▶ **What to produce**
Recast the lines from the one containing "Can you find the white stone" through the one containing "[[124, 106]]", both included, as a Markdown table with the columns Row and Line. Put a row number in Row, put each line in Line, and leave out blank lines.
# Entries shown start
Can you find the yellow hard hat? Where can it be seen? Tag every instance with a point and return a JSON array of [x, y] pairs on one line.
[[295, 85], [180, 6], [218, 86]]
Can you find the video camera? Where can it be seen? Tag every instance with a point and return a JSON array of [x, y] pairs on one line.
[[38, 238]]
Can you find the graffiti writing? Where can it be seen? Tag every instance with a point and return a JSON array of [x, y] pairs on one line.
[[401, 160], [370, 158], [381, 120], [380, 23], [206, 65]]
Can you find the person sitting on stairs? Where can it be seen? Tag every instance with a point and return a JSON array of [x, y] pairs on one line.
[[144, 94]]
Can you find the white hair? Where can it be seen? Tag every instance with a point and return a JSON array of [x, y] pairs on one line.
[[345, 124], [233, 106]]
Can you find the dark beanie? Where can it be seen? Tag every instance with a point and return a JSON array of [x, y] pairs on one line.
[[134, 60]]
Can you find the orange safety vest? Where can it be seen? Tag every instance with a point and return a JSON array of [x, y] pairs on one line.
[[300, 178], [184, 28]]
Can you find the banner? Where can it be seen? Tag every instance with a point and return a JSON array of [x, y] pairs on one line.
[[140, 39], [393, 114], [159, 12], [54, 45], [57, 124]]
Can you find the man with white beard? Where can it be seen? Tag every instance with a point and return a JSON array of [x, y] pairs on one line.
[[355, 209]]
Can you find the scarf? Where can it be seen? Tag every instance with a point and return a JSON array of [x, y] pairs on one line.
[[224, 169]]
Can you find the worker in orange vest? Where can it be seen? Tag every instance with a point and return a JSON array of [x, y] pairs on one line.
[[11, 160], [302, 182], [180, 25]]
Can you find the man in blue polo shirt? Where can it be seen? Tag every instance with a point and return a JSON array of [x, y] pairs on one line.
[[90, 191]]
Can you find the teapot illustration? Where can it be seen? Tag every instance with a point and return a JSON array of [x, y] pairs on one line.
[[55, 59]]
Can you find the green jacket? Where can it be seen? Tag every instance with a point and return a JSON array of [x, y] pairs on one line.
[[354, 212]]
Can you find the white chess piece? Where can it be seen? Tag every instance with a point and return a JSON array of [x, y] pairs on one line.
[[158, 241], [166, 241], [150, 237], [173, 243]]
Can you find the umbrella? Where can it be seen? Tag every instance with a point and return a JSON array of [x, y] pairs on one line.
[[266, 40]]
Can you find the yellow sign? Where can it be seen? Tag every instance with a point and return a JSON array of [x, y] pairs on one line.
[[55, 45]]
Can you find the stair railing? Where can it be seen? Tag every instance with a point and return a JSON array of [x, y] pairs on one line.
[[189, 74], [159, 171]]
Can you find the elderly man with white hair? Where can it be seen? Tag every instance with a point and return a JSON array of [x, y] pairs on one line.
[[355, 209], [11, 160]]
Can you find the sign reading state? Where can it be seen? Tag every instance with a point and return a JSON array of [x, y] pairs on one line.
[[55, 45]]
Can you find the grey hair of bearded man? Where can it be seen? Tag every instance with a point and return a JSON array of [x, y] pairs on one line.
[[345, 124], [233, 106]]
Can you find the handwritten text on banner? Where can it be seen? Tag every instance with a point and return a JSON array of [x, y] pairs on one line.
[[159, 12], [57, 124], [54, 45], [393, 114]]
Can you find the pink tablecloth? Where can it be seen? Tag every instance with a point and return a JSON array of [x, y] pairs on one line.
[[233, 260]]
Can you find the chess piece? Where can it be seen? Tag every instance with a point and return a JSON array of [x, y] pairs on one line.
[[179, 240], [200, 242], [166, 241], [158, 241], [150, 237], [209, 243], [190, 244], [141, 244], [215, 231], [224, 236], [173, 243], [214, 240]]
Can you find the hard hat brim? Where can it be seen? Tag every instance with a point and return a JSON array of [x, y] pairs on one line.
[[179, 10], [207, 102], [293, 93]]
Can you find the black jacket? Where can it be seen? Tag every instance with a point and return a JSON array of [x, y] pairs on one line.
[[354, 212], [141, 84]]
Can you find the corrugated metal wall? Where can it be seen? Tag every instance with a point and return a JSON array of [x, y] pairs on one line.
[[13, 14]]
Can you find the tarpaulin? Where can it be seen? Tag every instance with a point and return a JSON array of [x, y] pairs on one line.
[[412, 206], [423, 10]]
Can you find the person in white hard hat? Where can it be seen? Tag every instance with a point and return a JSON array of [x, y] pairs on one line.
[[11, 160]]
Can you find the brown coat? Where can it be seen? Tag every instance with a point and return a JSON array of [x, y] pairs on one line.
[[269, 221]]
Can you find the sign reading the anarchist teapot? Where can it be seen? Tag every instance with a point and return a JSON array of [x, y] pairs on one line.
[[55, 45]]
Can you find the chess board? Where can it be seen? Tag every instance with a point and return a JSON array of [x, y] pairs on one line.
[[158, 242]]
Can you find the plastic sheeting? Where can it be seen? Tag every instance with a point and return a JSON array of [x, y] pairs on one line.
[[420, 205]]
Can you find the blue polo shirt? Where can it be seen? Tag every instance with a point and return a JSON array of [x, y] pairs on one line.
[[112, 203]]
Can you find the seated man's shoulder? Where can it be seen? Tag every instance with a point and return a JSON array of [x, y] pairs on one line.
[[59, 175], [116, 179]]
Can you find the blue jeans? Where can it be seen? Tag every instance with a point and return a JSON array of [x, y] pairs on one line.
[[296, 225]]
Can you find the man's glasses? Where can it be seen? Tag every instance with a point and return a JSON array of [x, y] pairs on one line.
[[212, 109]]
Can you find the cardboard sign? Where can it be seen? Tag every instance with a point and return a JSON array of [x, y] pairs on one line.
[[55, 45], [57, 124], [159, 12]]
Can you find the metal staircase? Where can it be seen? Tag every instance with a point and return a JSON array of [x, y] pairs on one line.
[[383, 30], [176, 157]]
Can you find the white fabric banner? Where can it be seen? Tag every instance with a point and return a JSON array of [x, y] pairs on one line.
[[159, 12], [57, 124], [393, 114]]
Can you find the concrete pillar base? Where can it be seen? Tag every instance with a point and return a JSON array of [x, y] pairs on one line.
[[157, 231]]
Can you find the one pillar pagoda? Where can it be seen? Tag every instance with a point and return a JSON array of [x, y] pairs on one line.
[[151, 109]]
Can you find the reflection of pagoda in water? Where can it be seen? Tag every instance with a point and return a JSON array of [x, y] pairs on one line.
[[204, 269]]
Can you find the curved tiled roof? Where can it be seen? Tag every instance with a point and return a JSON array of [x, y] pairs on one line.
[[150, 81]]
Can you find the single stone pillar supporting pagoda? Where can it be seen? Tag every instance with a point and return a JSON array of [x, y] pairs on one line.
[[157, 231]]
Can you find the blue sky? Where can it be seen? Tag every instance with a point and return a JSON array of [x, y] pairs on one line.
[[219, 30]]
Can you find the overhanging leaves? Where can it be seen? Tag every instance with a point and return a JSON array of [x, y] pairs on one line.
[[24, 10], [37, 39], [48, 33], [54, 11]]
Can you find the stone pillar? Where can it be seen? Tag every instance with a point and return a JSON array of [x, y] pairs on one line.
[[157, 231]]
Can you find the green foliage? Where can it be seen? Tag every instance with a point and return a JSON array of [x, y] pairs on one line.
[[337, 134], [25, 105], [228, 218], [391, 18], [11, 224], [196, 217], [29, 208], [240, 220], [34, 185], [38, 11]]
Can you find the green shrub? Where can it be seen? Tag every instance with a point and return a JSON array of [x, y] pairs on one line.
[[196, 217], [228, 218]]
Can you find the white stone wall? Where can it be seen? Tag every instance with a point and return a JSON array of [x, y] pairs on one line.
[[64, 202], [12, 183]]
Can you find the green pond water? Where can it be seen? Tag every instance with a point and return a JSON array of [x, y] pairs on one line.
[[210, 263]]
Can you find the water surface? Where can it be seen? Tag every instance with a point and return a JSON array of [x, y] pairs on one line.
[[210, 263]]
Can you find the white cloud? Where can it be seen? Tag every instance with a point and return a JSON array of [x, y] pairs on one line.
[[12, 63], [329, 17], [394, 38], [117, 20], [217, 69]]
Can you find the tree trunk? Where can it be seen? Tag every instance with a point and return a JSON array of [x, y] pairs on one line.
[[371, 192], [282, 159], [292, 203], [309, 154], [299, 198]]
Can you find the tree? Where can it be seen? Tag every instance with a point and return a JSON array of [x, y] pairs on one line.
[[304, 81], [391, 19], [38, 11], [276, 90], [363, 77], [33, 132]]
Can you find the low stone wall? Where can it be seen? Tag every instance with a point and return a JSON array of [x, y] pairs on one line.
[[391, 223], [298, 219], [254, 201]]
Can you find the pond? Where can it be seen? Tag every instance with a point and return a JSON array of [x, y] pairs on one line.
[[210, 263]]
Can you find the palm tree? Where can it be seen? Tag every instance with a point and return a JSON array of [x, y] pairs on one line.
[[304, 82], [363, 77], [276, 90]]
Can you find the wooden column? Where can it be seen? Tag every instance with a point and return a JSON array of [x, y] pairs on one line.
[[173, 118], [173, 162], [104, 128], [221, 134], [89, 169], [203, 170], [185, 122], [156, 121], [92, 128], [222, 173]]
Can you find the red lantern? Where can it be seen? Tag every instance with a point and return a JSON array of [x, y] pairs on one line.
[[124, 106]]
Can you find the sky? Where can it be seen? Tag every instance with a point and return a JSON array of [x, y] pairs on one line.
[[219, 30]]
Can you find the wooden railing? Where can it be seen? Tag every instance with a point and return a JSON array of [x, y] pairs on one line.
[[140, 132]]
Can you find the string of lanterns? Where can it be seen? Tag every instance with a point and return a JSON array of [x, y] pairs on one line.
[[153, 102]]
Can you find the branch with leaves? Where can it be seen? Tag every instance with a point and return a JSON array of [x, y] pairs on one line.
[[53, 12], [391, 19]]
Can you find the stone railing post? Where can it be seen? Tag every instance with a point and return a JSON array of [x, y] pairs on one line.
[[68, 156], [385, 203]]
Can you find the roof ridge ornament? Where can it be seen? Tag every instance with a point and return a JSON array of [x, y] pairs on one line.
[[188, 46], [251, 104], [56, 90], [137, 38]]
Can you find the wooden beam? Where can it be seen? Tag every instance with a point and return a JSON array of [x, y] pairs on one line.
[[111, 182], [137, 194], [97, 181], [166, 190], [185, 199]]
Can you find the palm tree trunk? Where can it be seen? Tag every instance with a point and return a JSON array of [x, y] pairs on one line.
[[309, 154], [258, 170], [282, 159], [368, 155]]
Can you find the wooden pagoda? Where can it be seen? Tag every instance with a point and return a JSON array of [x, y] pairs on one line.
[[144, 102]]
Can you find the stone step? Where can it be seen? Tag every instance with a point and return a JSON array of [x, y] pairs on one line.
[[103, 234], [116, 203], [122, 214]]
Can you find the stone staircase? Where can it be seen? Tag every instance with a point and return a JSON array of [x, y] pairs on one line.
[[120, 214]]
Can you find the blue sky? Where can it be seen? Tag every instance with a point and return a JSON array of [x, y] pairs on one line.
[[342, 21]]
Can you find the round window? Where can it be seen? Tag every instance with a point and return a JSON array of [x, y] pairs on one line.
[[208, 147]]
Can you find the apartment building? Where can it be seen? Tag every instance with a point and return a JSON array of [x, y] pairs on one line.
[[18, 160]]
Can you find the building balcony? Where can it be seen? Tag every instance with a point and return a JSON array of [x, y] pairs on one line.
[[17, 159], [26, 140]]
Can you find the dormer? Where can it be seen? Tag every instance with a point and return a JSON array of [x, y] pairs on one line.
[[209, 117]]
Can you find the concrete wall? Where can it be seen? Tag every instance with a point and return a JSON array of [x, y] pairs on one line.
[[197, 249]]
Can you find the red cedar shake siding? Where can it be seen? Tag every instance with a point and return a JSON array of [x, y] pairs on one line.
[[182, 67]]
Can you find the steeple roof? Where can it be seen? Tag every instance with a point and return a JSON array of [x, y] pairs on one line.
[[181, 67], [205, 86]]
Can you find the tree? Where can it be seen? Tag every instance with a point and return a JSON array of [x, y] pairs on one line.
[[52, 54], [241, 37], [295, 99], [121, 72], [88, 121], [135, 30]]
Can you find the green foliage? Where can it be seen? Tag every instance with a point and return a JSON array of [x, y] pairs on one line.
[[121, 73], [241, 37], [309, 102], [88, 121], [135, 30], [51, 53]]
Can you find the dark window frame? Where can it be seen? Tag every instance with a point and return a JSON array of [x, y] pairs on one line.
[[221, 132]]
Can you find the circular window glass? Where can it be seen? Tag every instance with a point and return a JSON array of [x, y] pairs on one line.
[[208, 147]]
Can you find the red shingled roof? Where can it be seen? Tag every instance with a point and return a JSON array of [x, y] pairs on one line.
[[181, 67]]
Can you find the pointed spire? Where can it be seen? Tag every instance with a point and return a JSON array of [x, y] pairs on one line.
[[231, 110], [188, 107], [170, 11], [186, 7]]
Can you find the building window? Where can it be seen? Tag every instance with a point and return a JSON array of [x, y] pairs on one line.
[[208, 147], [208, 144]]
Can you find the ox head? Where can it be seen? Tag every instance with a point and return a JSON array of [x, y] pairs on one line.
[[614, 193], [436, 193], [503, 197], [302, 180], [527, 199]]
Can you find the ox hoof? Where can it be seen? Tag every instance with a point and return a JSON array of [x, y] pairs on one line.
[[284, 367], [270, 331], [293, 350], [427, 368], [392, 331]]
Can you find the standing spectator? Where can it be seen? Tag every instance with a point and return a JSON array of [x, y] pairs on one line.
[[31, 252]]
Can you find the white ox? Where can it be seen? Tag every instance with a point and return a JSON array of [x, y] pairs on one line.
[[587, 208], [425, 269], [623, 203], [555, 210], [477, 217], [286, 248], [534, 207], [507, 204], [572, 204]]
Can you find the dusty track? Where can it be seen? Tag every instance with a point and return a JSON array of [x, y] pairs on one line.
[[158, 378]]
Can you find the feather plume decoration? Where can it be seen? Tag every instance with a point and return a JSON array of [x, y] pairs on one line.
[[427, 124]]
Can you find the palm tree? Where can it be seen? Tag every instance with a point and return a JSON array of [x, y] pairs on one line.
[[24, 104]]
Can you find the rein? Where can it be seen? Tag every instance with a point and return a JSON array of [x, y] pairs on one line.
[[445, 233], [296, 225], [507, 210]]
# Entries shown end
▶ **Solution to this problem**
| Row | Line |
|---|---|
| 1 | Can you find the white stone wall? Where can it be seen? Tag every instance with a point and return a JSON array of [x, y] pairs on one line. |
| 2 | [[64, 202], [12, 183]] |
| 3 | Can you find the green pond water? Where can it be seen? Tag every instance with a point and return a JSON array of [x, y] pairs on one line. |
| 4 | [[210, 263]] |
| 5 | Can you find the water surface? Where can it be seen? Tag every instance with a point and return a JSON array of [x, y] pairs on one line. |
| 6 | [[210, 263]] |
| 7 | Can you find the white cloud? Where can it be seen? Tag every instance with a point and return a JSON array of [x, y] pairs on one line. |
| 8 | [[12, 63], [329, 17], [394, 38], [117, 20], [217, 69]] |
| 9 | Can you find the tree trunk? Where can it be seen? Tag every instance with a point and return a JSON array of [x, y] pairs on one line. |
| 10 | [[371, 192], [282, 159], [292, 203], [309, 154], [299, 198]] |
| 11 | Can you find the tree? Where can it be seen? Tag every instance with a point and return a JSON array of [x, y] pairs on one line. |
| 12 | [[304, 81], [391, 19], [38, 11], [276, 90], [363, 77], [33, 132]] |
| 13 | Can you find the low stone wall? Where can it be seen? Tag every instance with a point and return a JSON array of [x, y] pairs on one line. |
| 14 | [[391, 223], [298, 219], [254, 201]] |
| 15 | Can you find the pond? Where can it be seen? Tag every instance with a point and return a JSON array of [x, y] pairs on one line. |
| 16 | [[210, 263]] |
| 17 | Can you find the palm tree? Where can it be seen? Tag every instance with a point and return a JSON array of [x, y] pairs on one line. |
| 18 | [[304, 82], [363, 77], [276, 90]] |
| 19 | Can you find the wooden column? Where can it be seen? Tag every instance with a point and return a JSON array of [x, y] pairs on one line. |
| 20 | [[173, 118], [173, 162], [104, 128], [221, 134], [89, 169], [203, 170], [185, 122], [156, 121], [92, 128], [222, 173]] |
| 21 | Can you find the red lantern? Where can it be seen? Tag every instance with a point and return a JSON array of [x, y] pairs on one line. |
| 22 | [[124, 106]] |